:: Material for this exercise ::
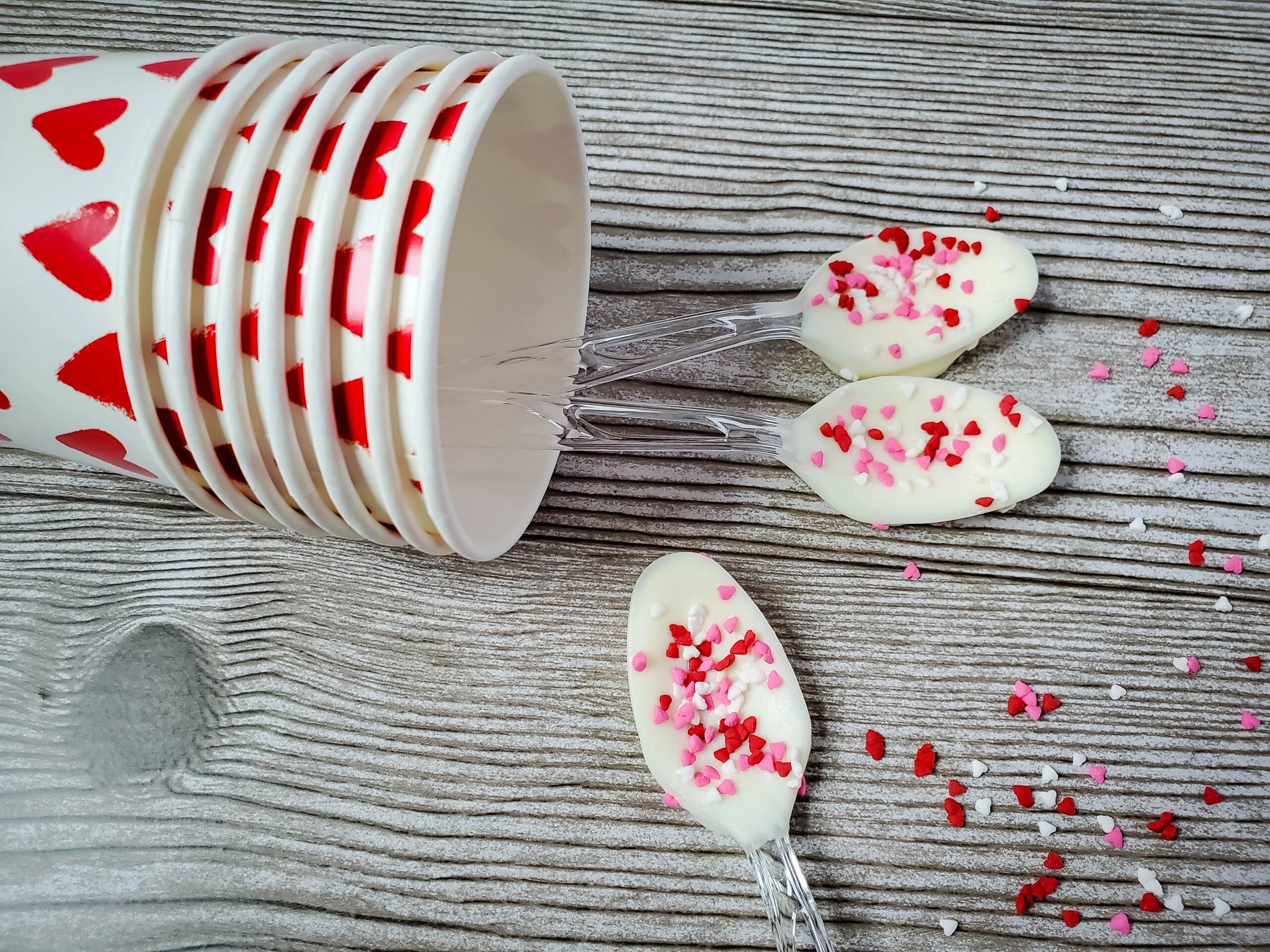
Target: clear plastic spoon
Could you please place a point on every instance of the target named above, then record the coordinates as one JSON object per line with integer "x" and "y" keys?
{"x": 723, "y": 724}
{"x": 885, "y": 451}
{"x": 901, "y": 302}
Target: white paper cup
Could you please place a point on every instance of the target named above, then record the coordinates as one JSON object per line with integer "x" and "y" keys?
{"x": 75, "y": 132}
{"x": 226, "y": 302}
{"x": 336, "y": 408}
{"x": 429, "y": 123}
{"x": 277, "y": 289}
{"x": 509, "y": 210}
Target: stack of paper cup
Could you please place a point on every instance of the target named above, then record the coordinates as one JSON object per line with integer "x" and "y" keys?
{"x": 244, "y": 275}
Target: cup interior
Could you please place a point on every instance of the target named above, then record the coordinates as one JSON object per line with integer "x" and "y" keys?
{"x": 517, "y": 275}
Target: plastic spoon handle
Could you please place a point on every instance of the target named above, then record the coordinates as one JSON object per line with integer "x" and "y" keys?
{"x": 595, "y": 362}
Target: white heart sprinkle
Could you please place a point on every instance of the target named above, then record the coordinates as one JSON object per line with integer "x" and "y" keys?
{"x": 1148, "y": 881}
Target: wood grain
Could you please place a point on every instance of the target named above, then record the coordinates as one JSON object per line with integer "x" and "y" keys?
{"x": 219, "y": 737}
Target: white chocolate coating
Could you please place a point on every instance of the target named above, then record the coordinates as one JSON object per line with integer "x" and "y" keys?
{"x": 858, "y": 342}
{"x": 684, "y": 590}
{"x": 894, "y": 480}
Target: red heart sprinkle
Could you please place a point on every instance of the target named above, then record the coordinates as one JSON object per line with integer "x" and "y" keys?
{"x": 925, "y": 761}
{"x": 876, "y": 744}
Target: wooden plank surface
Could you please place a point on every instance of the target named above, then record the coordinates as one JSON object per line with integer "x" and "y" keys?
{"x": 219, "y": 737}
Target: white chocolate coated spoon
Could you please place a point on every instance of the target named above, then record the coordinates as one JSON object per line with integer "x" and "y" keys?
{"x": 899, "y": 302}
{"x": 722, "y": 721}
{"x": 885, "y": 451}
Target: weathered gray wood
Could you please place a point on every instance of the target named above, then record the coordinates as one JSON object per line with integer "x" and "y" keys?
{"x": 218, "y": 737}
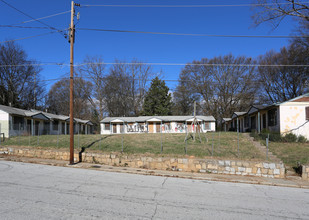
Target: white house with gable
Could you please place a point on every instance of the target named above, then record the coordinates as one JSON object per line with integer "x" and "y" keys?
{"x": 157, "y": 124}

...

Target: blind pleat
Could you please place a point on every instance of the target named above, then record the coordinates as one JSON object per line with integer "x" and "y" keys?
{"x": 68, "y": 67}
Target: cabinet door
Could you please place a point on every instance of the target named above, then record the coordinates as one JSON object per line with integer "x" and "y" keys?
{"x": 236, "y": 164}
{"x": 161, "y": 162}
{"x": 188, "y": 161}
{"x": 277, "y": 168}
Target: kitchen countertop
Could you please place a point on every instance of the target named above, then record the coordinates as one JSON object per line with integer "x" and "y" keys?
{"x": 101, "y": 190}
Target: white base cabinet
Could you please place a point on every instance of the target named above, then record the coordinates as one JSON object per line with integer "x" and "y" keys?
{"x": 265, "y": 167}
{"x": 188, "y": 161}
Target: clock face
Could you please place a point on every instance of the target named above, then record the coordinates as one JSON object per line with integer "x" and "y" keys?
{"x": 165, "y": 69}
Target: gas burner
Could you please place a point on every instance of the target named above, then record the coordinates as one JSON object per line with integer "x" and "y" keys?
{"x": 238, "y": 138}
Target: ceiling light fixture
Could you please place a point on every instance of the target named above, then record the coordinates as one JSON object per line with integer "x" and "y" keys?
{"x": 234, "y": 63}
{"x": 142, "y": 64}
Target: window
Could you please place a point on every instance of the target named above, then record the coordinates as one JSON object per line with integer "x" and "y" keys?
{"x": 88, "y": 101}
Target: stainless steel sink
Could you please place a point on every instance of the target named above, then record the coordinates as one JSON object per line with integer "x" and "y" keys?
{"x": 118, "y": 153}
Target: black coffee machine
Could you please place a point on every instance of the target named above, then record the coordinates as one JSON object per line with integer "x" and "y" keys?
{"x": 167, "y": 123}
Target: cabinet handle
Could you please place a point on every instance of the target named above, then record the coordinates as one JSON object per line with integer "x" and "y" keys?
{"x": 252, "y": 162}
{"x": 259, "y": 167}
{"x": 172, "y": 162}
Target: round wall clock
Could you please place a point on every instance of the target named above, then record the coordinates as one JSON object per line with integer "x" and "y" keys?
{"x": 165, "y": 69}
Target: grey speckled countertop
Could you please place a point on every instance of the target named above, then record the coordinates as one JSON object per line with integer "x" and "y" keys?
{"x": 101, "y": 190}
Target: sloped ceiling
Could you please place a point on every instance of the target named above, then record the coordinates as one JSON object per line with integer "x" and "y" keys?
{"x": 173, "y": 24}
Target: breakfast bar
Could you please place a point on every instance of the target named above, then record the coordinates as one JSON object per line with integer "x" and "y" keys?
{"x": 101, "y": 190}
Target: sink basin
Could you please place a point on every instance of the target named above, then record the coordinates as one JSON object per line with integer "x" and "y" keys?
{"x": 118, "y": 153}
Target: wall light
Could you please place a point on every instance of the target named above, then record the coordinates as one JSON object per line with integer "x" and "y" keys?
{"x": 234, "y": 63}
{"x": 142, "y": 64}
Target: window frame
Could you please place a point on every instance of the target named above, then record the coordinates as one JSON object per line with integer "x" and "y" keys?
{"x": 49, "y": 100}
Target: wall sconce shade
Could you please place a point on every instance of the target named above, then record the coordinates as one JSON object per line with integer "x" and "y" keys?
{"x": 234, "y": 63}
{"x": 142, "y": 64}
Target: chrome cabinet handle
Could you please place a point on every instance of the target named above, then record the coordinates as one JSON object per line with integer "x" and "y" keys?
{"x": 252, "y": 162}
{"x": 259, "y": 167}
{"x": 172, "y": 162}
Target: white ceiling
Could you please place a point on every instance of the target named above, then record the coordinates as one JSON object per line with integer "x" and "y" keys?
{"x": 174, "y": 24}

:: Job ::
Can you count the lines of the material above that contain the word "plastic", with case counting, and reply with only the number?

:: Written solution ::
2